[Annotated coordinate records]
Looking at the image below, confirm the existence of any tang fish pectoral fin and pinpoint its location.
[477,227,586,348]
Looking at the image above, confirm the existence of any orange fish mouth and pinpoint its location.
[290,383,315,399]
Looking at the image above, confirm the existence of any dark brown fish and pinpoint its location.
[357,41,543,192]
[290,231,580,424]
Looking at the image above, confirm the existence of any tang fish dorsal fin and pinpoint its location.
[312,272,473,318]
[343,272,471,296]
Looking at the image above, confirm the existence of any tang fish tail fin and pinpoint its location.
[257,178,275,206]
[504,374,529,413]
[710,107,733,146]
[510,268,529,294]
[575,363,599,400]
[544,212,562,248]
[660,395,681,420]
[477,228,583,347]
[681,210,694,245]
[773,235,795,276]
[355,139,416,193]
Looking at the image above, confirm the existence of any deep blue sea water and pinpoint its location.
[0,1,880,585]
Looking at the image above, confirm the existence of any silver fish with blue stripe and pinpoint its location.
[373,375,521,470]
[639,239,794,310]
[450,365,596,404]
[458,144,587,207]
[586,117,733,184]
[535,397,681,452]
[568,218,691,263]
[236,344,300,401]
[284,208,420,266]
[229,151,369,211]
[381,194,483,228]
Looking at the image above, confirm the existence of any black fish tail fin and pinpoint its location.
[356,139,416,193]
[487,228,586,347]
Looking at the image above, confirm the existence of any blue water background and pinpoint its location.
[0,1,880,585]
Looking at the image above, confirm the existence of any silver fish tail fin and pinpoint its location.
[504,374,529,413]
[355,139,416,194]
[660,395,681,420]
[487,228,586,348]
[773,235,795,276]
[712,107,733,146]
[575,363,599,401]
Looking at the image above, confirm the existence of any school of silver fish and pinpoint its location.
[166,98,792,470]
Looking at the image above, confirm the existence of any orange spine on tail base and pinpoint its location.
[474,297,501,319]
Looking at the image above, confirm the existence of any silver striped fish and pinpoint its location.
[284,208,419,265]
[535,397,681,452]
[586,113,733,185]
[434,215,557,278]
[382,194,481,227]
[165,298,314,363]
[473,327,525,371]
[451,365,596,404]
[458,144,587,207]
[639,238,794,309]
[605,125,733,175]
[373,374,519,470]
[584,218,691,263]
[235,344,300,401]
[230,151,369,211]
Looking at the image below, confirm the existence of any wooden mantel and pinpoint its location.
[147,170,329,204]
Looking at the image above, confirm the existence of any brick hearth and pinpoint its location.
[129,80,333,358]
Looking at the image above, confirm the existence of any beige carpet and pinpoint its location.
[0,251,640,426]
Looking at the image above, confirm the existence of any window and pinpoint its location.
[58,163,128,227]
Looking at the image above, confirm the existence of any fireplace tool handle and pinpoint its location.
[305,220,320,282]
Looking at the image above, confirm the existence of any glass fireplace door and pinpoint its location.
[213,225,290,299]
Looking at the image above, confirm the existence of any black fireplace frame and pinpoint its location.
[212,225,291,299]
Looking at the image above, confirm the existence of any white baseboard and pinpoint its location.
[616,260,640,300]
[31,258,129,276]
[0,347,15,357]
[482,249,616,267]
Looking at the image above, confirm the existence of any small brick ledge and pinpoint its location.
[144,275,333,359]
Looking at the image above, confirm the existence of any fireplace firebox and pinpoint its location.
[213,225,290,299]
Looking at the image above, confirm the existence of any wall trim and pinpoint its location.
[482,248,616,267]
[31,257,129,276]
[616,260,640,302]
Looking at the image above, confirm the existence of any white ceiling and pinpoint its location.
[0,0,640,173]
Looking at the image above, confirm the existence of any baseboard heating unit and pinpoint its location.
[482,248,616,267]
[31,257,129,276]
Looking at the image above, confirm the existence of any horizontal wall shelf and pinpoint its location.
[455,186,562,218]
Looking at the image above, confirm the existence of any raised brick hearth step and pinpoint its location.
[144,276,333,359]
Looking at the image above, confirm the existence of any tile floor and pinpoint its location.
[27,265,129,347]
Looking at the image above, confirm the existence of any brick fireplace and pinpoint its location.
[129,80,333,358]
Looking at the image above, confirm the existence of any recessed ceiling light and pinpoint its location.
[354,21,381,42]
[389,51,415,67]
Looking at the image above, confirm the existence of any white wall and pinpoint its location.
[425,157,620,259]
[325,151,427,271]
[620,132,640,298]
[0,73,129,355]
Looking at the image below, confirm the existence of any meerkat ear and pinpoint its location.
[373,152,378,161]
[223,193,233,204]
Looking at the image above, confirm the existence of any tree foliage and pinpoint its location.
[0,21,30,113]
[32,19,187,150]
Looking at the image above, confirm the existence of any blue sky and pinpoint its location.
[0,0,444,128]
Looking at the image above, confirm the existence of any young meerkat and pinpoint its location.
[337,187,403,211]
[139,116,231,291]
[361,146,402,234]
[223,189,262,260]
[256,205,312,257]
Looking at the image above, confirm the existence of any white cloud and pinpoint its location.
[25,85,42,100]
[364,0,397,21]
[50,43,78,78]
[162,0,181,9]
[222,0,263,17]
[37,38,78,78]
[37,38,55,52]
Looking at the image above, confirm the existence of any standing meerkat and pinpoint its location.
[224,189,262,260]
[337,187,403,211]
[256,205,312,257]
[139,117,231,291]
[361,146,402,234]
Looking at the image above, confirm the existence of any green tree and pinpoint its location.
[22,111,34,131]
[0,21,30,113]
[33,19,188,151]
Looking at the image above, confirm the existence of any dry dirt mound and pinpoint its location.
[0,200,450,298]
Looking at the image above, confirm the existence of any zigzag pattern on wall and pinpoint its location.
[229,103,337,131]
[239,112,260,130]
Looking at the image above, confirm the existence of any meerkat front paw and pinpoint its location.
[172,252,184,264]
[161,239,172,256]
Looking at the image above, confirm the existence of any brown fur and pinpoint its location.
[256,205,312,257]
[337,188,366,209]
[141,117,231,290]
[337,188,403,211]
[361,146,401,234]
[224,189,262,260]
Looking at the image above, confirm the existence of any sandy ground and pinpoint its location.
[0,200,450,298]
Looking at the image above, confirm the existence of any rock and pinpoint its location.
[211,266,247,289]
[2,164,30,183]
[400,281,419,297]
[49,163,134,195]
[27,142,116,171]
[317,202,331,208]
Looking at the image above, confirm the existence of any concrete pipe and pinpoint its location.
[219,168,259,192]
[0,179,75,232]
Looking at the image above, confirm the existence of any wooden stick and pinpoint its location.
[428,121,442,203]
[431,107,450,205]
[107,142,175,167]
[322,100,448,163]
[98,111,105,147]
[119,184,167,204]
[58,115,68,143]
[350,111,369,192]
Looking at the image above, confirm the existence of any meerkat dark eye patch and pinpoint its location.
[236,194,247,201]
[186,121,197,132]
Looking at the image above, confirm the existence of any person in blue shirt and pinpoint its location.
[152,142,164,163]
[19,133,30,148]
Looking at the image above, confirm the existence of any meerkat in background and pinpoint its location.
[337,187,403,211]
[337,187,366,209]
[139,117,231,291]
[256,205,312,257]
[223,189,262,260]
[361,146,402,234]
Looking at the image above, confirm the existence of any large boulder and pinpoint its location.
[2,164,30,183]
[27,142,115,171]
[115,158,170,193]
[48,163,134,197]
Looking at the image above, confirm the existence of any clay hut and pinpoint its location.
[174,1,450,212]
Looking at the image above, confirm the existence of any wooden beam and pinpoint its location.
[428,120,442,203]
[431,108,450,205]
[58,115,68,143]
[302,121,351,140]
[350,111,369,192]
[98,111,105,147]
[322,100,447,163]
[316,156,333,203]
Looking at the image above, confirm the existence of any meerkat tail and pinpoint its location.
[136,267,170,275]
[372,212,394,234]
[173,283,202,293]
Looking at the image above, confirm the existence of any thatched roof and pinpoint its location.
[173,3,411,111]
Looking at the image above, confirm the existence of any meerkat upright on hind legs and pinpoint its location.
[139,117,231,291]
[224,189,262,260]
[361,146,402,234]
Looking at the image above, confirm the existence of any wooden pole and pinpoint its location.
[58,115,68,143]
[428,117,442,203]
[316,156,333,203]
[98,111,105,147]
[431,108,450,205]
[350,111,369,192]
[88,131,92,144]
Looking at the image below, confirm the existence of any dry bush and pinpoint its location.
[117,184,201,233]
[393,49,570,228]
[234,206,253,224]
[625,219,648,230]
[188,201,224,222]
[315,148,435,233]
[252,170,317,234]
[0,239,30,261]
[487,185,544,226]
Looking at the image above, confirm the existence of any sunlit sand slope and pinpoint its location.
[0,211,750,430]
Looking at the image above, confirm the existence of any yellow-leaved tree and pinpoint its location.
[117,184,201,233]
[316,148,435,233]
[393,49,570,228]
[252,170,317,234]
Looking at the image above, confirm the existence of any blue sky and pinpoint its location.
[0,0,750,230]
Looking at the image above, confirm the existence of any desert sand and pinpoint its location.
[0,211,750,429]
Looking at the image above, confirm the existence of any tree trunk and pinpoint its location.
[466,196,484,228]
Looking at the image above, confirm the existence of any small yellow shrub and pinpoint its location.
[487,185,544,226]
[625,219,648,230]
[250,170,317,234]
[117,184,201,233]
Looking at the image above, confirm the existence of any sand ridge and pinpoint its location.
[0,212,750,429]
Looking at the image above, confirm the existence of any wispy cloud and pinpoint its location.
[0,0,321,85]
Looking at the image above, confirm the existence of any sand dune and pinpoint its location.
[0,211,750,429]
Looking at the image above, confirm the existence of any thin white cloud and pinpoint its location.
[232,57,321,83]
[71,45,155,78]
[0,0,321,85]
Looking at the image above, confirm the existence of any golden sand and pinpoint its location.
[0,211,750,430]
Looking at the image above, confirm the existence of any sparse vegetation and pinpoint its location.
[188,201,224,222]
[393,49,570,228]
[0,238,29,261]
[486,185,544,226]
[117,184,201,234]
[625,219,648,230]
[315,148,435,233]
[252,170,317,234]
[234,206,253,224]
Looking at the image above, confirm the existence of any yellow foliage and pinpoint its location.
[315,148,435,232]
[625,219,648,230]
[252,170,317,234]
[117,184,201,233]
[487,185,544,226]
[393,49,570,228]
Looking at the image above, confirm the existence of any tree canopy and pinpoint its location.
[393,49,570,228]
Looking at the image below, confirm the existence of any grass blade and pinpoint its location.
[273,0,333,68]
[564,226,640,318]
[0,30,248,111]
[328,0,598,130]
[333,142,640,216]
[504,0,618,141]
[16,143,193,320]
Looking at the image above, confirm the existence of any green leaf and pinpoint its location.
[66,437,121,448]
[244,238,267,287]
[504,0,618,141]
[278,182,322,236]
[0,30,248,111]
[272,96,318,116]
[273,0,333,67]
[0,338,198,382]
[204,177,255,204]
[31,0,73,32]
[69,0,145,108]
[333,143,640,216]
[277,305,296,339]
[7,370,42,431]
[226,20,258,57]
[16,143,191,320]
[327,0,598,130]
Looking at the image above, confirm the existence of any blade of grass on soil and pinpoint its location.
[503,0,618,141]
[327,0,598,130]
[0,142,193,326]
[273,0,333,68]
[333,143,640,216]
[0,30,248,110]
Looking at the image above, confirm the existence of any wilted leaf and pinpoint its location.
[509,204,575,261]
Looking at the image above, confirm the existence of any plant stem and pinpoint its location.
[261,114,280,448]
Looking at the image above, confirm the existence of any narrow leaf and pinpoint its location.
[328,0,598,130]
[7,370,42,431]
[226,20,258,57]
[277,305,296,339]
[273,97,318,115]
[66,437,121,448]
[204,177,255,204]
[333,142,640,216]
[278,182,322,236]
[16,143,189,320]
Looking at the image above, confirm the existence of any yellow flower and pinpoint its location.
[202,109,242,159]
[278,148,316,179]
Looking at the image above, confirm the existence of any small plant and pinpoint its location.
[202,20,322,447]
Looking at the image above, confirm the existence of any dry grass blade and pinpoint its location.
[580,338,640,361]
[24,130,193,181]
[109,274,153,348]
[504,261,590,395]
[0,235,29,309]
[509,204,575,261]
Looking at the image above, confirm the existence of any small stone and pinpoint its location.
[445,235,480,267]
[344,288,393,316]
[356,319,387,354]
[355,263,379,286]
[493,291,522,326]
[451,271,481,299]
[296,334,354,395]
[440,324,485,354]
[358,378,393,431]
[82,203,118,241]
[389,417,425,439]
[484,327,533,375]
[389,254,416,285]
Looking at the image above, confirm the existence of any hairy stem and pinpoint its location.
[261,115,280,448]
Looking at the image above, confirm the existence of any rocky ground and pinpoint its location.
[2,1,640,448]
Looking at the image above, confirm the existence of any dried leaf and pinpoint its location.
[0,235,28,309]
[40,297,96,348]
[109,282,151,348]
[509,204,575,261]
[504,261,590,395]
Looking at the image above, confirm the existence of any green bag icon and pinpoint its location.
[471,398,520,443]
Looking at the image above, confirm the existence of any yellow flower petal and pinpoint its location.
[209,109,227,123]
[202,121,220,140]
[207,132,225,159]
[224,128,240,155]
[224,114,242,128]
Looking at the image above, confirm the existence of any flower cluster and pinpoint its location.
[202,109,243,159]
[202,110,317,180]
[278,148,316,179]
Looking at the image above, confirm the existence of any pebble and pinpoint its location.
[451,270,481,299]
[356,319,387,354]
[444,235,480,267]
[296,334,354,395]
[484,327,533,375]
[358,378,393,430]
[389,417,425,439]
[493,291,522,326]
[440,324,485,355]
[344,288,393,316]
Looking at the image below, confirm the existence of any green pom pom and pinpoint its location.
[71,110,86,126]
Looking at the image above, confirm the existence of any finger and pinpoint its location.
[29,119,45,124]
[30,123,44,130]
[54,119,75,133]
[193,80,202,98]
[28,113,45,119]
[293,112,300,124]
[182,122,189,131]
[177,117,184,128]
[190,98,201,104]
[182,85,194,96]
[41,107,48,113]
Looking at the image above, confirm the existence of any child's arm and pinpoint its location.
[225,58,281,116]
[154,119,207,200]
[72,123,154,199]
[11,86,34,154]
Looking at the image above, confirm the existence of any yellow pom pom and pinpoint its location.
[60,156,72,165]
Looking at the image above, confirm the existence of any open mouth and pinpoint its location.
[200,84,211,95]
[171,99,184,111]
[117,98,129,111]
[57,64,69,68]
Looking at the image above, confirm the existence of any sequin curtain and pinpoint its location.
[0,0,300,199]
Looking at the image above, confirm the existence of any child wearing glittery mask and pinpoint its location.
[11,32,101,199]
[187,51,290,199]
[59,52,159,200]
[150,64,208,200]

** Short exercise **
Copy everything from the line containing "Looking at the image above, confirm the existence of any finger" down to the end of the records, request lines included. Add 123 to every number in the bounding-box coordinates.

** Exercise output **
Looking at the image above, confirm the existence of any finger and pinpoint its location.
[152,242,168,247]
[153,246,167,253]
[177,242,198,256]
[316,203,325,221]
[151,236,168,242]
[416,235,423,247]
[305,245,312,254]
[300,240,307,251]
[313,221,324,227]
[305,208,317,219]
[164,230,171,236]
Looking at the image above, confirm the existence of any child's arm and pinpoint its location.
[348,181,404,239]
[277,242,330,323]
[195,246,277,322]
[134,209,157,277]
Looking at the image above, confirm the existence of any yellow pom pom and pinpoint its location.
[183,279,195,288]
Looking at the image above, confirm the existence of any open mouth and pinpoint its location.
[323,207,334,218]
[294,222,307,234]
[240,221,252,234]
[180,187,192,191]
Looking at the image above, confirm the existence of any sequin curtain and pinpoint its location.
[123,123,423,322]
Looking at the image above, confirm the existence of any child wearing glittery mask and pinpoint its location.
[134,155,224,322]
[310,174,413,322]
[182,175,282,323]
[273,187,331,323]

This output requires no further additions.